これらの保管はすべて、営利目的で他人の物品を継続的・有償で保管する”営業倉庫”には該当しないため、倉庫業法の許認可を受ける必要はありません。
無許可営業の事例と罰則
倉庫業は、倉庫業法に基づく登録を受けなければ営業が認められない業種です。にもかかわらず、登録をせずに営業を行ってしまった場合には、行政処分や罰則の対象となるため、事前の理解と対策が不可欠です。この章では、実際にあった無許可営業の事例や、どのような罰則が科されるのかを解説します。
無許可営業の典型的な事例
無許可営業に該当する代表的なケースとして、次のような事例があります。
- 形式上は自家用倉庫としながら、実態としては有償で保管していた:
倉庫業の登録を行わず、第三者の物品を有償で預かっていた場合、たとえ倉庫の名目が「社内管理用」であっても、実態が営業倉庫であれば倉庫業法の対象となります。このようなケースでは「知らなかった」では済まされず、明確な法令違反とされるリスクがあります。 - 無登録の倉庫が営業用倉庫であると誤認させるような表示・広告を行った:
実際には登録を受けていないにもかかわらず、ウェブサイトやパンフレットなどに「営業倉庫」や「物流倉庫」などの用語を使用し、あたかも許可を受けているような表示をしていた場合も、行政指導や罰則の対象となります。営業実態が伴っていれば、なおさら厳しい対応が取られることになります。
無許可営業に対する罰則
倉庫業法に基づかずに営業を行っていた場合、次のような罰則が科される可能性があります。また、法人が違反した場合は、その代表者にも罰則が及ぶ可能性があるため、経営者としての法的リスクも非常に大きいです。
- 6か月以下の懲役または50万円以下の罰金(倉庫業法第24条)
- 是正命令や営業停止命令が下されることもある
誤解から無許可営業に陥るケースも
「一時的な保管だから大丈夫」「知人の荷物を預かっただけ」という軽い気持ちで始めた保管業務が、気づかぬうちに倉庫業としての要件を満たしてしまい、無許可営業と判断されることもあります。実態が重要であり、名目だけで判断されるものではないということを理解しておく必要があります。

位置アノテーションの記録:
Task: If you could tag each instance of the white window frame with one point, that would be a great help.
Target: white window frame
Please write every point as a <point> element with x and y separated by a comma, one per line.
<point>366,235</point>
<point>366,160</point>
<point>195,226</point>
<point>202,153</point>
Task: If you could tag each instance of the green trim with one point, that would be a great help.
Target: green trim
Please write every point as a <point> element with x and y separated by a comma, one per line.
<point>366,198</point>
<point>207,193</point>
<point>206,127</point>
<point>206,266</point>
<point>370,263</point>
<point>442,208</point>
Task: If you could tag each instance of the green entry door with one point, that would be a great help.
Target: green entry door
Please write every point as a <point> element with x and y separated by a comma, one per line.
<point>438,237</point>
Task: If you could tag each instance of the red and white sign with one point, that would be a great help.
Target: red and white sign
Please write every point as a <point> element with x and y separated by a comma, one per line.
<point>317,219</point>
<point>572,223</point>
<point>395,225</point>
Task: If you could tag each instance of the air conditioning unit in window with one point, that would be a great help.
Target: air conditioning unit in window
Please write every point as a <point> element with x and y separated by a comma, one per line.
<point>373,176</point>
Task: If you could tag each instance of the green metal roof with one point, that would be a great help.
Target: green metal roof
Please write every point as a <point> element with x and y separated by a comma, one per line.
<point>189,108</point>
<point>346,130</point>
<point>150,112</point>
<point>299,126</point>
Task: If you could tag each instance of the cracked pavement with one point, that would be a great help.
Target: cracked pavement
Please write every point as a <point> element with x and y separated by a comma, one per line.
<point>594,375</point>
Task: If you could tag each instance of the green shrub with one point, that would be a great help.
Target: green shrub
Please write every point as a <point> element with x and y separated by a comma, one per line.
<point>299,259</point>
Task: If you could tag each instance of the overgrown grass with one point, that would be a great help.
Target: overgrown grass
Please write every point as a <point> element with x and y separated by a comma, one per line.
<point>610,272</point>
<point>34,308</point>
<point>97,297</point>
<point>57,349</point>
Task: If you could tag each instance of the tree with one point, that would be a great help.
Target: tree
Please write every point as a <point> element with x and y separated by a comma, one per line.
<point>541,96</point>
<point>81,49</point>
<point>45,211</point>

__課題__. 倉庫業法に関する本文では、無許可営業について経営者としての法的リスクが非常に大きいとされている。その理由を、本文の記述に基づいて1〜3文で説明してください。

__解答__. 法人が倉庫業法に違反した場合、法人だけでなくその代表者にも罰則が及ぶ可能性があるからである。